----- Texto mostrado

Los discípulos de Emaus desesperaban ¿Cuándo desesperamos nosotros? Cuando esperamos que el Señor nos quite los problemas de nuestra vida y  no desaparecen. Los judíos esperaban un mesías que les devolviera el control sobre su destino como país y el Mesías de verdad era muy diferente. Fue un Mesías que no les enseño cómo vencer a los romanos. Las escuela de Cristo fue la Cruz. Como dice San Agustín “Aquella cruz era una escuela; en ella enseñó el Maestro al ladrón. El madero de un crucificado se convirtió en cátedra de un maestro”. La Cruz es una escuela y no siempre la entendemos como tal. Una escuela en la que Cristo se coloca entre nosotros  en igualdad de condiciones de sufrimiento. Cristo no se sacó del sufrimiento a si mismo ni al Buen Ladrón. Esperó y espera, a que le reconozcamos para ofrecernos su misericordia.

----------
----- Registros listados

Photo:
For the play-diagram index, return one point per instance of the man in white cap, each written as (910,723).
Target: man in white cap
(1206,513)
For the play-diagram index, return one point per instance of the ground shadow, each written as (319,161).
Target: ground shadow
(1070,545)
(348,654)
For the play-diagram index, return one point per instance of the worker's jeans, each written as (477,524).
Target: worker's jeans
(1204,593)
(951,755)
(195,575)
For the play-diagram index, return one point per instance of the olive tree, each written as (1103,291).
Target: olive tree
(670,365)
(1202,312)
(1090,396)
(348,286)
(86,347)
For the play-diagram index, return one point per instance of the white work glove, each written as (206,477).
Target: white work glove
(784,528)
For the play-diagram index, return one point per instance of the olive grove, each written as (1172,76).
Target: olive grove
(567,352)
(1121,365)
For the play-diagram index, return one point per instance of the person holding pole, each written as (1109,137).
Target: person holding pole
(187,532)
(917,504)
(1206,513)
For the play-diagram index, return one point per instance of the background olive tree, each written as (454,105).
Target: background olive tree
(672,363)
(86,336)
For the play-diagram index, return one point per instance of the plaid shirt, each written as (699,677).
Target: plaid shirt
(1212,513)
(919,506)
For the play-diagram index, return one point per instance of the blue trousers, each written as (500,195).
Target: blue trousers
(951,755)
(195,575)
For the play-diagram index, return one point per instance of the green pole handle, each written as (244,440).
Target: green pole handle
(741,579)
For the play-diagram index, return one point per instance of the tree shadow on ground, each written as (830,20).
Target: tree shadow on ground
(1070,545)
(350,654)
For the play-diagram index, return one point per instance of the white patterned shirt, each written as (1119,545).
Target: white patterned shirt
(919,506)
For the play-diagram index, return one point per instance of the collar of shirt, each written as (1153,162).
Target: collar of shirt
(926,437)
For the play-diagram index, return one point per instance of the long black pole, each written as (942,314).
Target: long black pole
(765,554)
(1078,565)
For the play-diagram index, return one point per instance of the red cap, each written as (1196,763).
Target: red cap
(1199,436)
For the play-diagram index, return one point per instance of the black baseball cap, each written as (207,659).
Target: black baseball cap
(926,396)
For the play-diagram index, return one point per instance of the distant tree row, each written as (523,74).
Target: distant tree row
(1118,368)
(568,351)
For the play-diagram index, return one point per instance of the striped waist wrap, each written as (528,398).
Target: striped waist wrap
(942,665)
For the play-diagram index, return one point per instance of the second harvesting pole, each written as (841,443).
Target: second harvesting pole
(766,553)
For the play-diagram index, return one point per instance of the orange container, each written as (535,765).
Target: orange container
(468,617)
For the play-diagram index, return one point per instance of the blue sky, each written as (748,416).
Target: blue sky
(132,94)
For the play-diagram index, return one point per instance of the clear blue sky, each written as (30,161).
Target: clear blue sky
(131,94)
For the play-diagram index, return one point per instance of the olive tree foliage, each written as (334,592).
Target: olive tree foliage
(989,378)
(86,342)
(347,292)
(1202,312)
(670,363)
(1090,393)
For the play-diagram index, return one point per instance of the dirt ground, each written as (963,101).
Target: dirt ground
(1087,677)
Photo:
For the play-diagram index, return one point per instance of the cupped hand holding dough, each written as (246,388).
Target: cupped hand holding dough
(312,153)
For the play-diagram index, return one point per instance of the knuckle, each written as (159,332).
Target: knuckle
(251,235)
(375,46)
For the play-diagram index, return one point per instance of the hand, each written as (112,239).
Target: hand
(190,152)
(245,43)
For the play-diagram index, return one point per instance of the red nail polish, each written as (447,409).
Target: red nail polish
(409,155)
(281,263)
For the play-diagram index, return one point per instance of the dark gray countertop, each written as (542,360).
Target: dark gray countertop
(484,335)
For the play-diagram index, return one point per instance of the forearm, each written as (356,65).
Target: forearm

----------

Instrucciones ▸ Repite sin cambios el fragmento del texto sobre los discípulos de Emaús que va desde "Los discípulos de" hasta "ofrecernos su misericordia.".

Resultado ▸
Los discípulos de Emaus desesperaban ¿Cuándo desesperamos nosotros? Cuando esperamos que el Señor nos quite los problemas de nuestra vida y  no desaparecen. Los judíos esperaban un mesías que les devolviera el control sobre su destino como país y el Mesías de verdad era muy diferente. Fue un Mesías que no les enseño cómo vencer a los romanos. Las escuela de Cristo fue la Cruz. Como dice San Agustín “Aquella cruz era una escuela; en ella enseñó el Maestro al ladrón. El madero de un crucificado se convirtió en cátedra de un maestro”. La Cruz es una escuela y no siempre la entendemos como tal. Una escuela en la que Cristo se coloca entre nosotros  en igualdad de condiciones de sufrimiento. Cristo no se sacó del sufrimiento a si mismo ni al Buen Ladrón. Esperó y espera, a que le reconozcamos para ofrecernos su misericordia.